**TASK PROMPT:**
Set down the line that contains "at the utility" and every line after it to the end of the entries, exactly as they stand and nothing more.

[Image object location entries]
>> start

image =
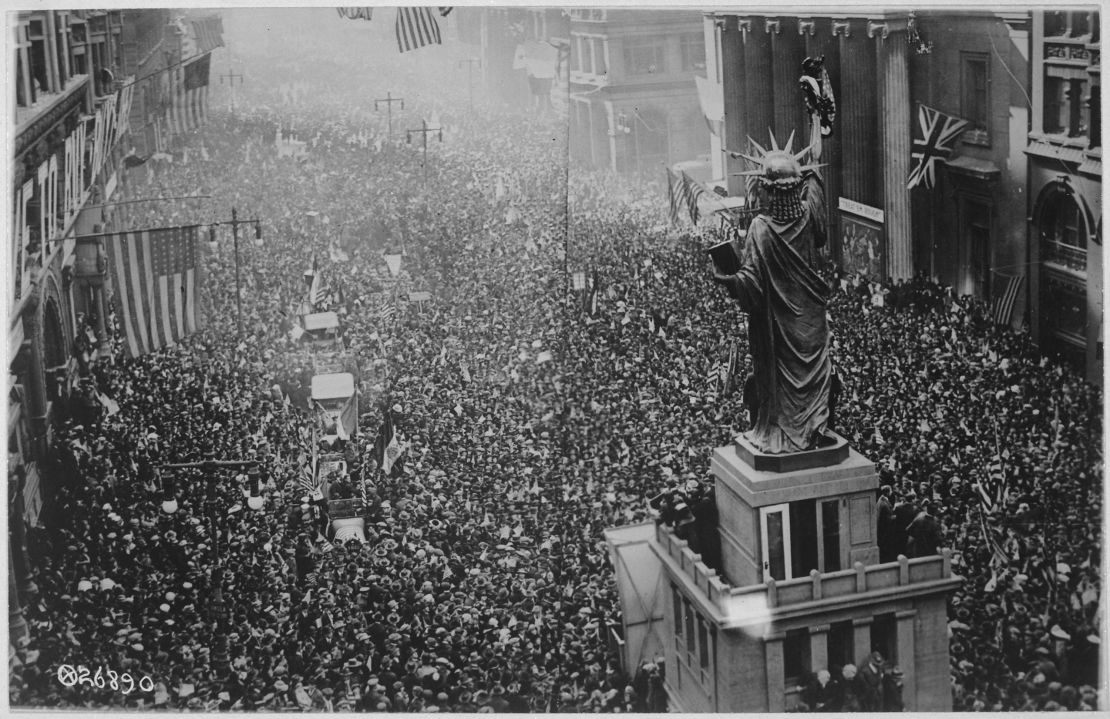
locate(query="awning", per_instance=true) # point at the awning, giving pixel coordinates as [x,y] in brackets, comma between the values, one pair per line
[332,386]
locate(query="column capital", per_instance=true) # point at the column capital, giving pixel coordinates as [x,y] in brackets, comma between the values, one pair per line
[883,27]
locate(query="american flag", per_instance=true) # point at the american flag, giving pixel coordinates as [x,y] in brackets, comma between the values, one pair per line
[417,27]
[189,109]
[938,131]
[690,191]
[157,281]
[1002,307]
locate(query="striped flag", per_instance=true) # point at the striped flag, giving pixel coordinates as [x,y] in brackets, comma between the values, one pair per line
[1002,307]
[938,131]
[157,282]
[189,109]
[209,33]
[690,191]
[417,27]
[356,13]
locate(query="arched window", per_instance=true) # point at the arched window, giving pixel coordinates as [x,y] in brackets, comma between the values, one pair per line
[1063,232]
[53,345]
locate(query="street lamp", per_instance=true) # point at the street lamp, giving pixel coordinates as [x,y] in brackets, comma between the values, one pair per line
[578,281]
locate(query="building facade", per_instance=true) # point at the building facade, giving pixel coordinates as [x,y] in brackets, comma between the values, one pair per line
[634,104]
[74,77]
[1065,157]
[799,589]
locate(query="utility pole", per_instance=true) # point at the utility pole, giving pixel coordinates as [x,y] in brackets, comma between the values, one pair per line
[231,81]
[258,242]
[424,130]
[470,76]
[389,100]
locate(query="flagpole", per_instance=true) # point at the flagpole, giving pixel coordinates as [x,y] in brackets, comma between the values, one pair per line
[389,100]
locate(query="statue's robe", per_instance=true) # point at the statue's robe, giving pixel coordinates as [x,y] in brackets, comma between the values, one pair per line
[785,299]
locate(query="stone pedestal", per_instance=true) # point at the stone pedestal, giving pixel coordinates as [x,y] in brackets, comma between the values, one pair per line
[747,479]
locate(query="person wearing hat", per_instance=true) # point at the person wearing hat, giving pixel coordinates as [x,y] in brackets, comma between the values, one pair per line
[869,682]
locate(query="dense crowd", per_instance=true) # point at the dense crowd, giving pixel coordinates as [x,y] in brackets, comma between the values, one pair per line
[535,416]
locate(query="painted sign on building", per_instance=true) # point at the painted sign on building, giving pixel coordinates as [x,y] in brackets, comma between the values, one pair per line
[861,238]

>> end

**OUTPUT:**
locate(query="utility pole", per_instance=true) # point at the utility pole, giving pixel coordinates as [x,y] in brackets, comma between the values, one pair per line
[231,81]
[258,242]
[424,130]
[470,76]
[389,100]
locate(query="flagpole", per_instance=true) # point at the flagpole, giving pixel coordinates as [x,y] in brackets, comma between the values, one pair per line
[389,100]
locate(query="statue's robe", per_instance=true) # point at the statue's robe, giving pixel coordinates as [x,y] in brackets, comma between the values, one pair per line
[785,299]
locate(query="stone pedestal", per_instance=true) # point at the stone pedestal, giving pixel coordinates as [x,y] in brackets, comma between the values, one pair per line
[747,479]
locate(query="person wearing hat", per_instance=true) # point at the person wearing hat, giving pixel coordinates as [x,y] in brackets, comma between the values, one pair per line
[869,682]
locate(query="dense crowd", per_instance=true) # point at the dense crowd, giving pixel coordinates as [x,y] in brackets, comma between the values, one pair per line
[535,416]
locate(query="painted sign on building", per_instance=true) # point at the painted sign on building, giving pixel coordinates as [x,y] in brackets, comma between the values, one pair per line
[861,238]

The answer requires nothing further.